*JOB ITEM*
Report each line below that contains the string "rough", treating uppercase and lowercase as different.
▬▬▬▬▬▬▬▬▬▬
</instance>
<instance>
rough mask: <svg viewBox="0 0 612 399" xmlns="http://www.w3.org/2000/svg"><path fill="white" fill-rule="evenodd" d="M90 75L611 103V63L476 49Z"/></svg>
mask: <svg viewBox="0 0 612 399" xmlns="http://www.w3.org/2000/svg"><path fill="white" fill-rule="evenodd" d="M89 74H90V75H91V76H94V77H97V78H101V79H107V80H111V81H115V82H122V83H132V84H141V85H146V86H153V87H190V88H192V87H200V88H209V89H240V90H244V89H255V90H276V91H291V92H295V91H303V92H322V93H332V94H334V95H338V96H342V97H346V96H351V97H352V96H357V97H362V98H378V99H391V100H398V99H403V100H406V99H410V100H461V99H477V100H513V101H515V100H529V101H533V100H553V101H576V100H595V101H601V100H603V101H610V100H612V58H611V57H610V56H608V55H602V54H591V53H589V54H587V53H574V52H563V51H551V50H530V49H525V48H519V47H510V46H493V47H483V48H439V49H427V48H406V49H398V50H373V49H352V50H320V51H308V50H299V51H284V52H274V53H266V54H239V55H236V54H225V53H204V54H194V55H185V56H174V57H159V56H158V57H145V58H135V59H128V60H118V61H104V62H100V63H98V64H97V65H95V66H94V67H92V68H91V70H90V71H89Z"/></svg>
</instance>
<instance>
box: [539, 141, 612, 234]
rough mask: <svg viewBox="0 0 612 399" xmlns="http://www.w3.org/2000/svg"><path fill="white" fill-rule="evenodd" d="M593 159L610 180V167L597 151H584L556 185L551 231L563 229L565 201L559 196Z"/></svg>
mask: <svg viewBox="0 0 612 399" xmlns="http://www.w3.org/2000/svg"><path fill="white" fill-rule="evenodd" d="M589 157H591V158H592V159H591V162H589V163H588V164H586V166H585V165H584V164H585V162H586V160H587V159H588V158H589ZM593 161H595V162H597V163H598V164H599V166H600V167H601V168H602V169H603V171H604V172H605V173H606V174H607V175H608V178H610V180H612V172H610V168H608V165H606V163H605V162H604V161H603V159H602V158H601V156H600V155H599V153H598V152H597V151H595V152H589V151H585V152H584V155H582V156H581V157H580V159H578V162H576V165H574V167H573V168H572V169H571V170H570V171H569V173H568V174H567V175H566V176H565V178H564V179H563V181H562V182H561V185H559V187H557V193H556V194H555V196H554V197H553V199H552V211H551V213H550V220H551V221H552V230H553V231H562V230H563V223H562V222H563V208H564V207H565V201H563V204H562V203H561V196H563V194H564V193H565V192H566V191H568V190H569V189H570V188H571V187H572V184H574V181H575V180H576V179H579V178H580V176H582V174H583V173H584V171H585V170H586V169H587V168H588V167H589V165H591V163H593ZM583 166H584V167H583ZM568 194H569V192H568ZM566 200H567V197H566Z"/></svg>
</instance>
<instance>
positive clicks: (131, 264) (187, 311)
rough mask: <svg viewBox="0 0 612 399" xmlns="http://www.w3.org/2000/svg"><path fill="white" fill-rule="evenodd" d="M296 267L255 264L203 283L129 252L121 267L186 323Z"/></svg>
▬▬▬▬▬▬▬▬▬▬
*PROBLEM SOLUTION*
rough mask: <svg viewBox="0 0 612 399" xmlns="http://www.w3.org/2000/svg"><path fill="white" fill-rule="evenodd" d="M90 75L611 103V63L476 49Z"/></svg>
rough mask: <svg viewBox="0 0 612 399" xmlns="http://www.w3.org/2000/svg"><path fill="white" fill-rule="evenodd" d="M593 159L610 180V167L597 151H584L556 185L551 231L563 229L565 201L559 196Z"/></svg>
rough mask: <svg viewBox="0 0 612 399" xmlns="http://www.w3.org/2000/svg"><path fill="white" fill-rule="evenodd" d="M296 267L255 264L203 283L129 252L121 267L186 323Z"/></svg>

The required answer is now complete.